[begin Entries]
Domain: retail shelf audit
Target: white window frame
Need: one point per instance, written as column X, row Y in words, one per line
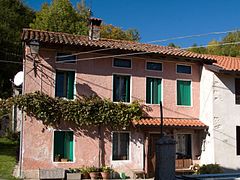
column 191, row 93
column 191, row 134
column 130, row 148
column 130, row 94
column 152, row 62
column 184, row 65
column 52, row 154
column 122, row 59
column 157, row 77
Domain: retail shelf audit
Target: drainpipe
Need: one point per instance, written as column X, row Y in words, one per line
column 21, row 127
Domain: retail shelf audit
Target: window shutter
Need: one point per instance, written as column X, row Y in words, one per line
column 237, row 90
column 184, row 93
column 127, row 90
column 70, row 84
column 58, row 143
column 238, row 139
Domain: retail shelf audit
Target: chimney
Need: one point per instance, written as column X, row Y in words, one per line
column 94, row 31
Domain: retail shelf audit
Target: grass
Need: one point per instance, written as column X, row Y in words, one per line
column 8, row 152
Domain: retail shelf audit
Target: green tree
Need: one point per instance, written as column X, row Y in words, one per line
column 61, row 16
column 14, row 16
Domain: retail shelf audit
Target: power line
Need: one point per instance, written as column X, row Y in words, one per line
column 14, row 62
column 191, row 36
column 161, row 40
column 140, row 53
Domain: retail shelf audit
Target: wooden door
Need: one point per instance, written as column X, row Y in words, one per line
column 152, row 154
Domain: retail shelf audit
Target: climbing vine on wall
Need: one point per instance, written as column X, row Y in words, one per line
column 82, row 111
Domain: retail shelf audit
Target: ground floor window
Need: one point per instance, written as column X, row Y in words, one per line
column 184, row 146
column 120, row 146
column 63, row 146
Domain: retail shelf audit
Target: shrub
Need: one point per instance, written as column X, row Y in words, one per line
column 210, row 169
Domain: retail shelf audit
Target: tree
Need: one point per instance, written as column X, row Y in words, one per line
column 61, row 16
column 225, row 47
column 14, row 16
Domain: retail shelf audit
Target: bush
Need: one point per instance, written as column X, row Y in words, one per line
column 210, row 169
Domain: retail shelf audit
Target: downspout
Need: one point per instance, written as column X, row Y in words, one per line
column 21, row 127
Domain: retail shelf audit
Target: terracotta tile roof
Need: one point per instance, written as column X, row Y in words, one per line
column 175, row 122
column 226, row 62
column 70, row 39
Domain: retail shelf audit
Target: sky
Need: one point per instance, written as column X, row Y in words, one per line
column 164, row 19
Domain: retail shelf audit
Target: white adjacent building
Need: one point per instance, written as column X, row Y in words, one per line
column 220, row 110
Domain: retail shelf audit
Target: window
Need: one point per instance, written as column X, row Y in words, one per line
column 121, row 88
column 66, row 57
column 237, row 91
column 238, row 139
column 126, row 63
column 154, row 66
column 64, row 84
column 184, row 146
column 153, row 90
column 120, row 146
column 183, row 93
column 63, row 145
column 184, row 69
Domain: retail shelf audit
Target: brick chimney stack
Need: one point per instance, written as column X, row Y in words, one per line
column 94, row 30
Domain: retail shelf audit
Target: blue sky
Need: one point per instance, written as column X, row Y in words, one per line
column 163, row 19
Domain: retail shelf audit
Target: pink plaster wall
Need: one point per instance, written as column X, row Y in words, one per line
column 96, row 76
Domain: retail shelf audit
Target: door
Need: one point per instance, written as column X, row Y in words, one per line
column 152, row 154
[end Entries]
Reproduce the data from its first line through the line that contains "column 157, row 77", copying every line unchanged and leaving out the picture.

Domain: retail shelf audit
Target: white window frame
Need: one point per instance, written as column X, row Y in words, one per line
column 191, row 93
column 191, row 134
column 130, row 148
column 130, row 94
column 152, row 62
column 184, row 65
column 52, row 154
column 122, row 59
column 157, row 77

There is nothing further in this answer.